Your Car as Stress Monitor?

Auto manufacturers want to check your vital signs as you drive

2 min read

Your Car as Stress Monitor?

There has been an increasing push to warn drivers—especially young drivers—about the dangers of driving while fatigued. A AAA Foundation survey published earlier this month found that “one in seven licensed drivers ages 16-24 admitted to having nodded off at least once while driving in the past year as compared to one in ten of all licensed drivers who confessed to falling asleep during the same period.”

Safety studies (using admittedly sparse data) estimate that from15 percent to 33 percent of fatal accidents in the U.S. may be due to drowsy drivers (pdf). That risk was highlighted by recent story in the Sidney Morning Herald, which reported that University of New South Wales researchers had found that driver fatigue led to nearly twice as many crashes in NSW last year as drunk driving did.

Automotive manufacturers have now taken note of this risk (the military has done so for a while) and are researching ways to use information from embedded biometric sensors to “keep tabs on a driver's vital health signs, including pulse, breathing and 'skin conductance,' aka sweaty palms" and thereby detect, among other things, the alertness of drivers, a story in the Wall Street Journal reports. Some luxury car models already have sensor devices to detect drowsy drivers. For instance, “some Lexus models use in-cabin cameras and some Mercedes-Benz vehicles have steering sensors to detect drowsy-driving behavior. The cars sound a warning beep or flash a coffee-cup icon to suggest that it's time for a break.”

Work item A
From the article on cars monitoring driver stress, copy the passage that starts at the words "Safety studies (using" and ends after the words "drunk driving did.".
Work item B
Extend the article on cars monitoring driver stress, starting right after its final sentence.
The items that come after the article on cars monitoring driver stress are separate material, unrelated to it.

Listed records
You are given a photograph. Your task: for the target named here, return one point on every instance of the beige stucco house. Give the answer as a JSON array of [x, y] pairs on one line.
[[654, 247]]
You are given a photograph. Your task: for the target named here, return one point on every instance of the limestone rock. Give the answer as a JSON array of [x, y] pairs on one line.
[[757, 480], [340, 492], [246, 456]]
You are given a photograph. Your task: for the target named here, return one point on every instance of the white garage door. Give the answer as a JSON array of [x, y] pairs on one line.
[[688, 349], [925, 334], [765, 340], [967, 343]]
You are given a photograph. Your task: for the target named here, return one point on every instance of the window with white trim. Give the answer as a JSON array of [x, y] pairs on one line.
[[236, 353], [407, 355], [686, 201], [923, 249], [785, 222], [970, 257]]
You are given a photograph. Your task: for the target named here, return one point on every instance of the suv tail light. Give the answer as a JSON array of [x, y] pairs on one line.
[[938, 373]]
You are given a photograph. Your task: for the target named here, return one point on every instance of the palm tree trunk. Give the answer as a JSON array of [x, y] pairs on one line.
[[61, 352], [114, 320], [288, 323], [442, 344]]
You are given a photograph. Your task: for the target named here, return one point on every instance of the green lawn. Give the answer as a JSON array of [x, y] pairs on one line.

* * *

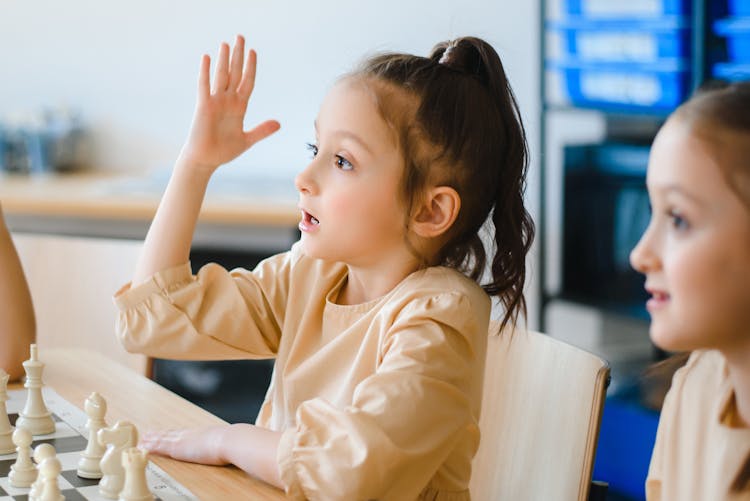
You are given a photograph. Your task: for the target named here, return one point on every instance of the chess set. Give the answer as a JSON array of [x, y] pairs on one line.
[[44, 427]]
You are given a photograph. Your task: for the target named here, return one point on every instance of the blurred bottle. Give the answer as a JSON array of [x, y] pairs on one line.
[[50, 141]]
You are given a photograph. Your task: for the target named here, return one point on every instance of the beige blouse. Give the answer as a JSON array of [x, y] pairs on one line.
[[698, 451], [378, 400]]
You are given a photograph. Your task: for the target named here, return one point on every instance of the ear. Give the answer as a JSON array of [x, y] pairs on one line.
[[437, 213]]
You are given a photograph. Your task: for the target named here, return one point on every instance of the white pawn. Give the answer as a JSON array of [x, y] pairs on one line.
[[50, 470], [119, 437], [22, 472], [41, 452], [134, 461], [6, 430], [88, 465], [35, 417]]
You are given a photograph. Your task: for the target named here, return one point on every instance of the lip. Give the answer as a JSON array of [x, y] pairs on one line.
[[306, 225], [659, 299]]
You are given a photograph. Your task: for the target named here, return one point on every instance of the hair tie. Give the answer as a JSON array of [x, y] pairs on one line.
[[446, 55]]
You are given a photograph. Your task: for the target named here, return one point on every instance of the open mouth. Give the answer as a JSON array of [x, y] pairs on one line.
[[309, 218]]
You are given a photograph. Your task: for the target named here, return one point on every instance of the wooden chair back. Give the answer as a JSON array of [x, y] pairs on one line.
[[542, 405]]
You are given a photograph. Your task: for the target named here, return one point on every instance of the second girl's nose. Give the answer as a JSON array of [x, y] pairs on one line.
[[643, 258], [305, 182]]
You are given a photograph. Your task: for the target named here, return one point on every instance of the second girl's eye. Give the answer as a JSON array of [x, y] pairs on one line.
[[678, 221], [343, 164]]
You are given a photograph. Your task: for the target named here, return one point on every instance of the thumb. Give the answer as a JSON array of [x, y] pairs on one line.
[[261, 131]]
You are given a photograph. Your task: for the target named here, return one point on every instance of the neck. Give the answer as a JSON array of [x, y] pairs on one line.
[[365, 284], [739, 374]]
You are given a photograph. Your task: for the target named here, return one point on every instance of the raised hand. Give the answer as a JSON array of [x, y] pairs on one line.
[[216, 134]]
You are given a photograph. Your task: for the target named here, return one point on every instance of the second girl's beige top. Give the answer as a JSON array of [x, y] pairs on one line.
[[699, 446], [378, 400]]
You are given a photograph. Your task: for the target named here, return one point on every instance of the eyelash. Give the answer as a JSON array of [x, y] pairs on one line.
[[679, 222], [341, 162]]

Answer section A
Safety studies (using admittedly sparse data) estimate that from15 percent to 33 percent of fatal accidents in the U.S. may be due to drowsy drivers (pdf). That risk was highlighted by recent story in the Sidney Morning Herald, which reported that University of New South Wales researchers had found that driver fatigue led to nearly twice as many crashes in NSW last year as drunk driving did.

Answer section B
In addition, the WSJ article says that manufacturers are exploring ways of monitoring a range of drivers’ vital signs that would be combined with other car sensor information to determine the level of driver stress.The car might react to a high stress level by ensuring your cell phone doesn't ring or even, in a particularly severe case, by reducing power to the engine.

BMW going even further and is looking at how to “connect Bluetooth-equipped blood-sugar monitors to future BMW models,” as well as looking at “how to design a car that could automatically stop if the driver suffered a heart attack,” the WSJ also reports. Researchers working with BMW see a time when a vehicle’s biometric sensor system will communicate “not just to onboard safety systems, but also to doctors and patients looking to better manage health care.”

One of the BMW researchers who is also a doctor noted that cars already inform drivers when they need repairing, so why not have cars that can tell when drivers themselves need repair? “My car calls me when it needs something," he was quoted as saying. "I want patients' cars to call them when they need blood-pressure medicine.”

Early last week there was a related story at Phys.org on the work being done by the Swiss Federal Institute of Technology Lausanne (EPFL) in conjunction with PSA Peugeot Citroën to develop techniques of determining a driver’s state through the use of facial recognition software. One of the directors of the effort said that, “Our goal is to build the technological base to detect and situate a driver's face at any moment in time. Using this tool, it will then be possible to build and test various driver assistance applications such as eye tracking, fatigue detection, lip reading, and so on.”

To be honest, I am not sure I want a car which nags me about my blood-pressure, or complains about my colorful language when I get cut off in rush hour traffic. I get enough of that already at home.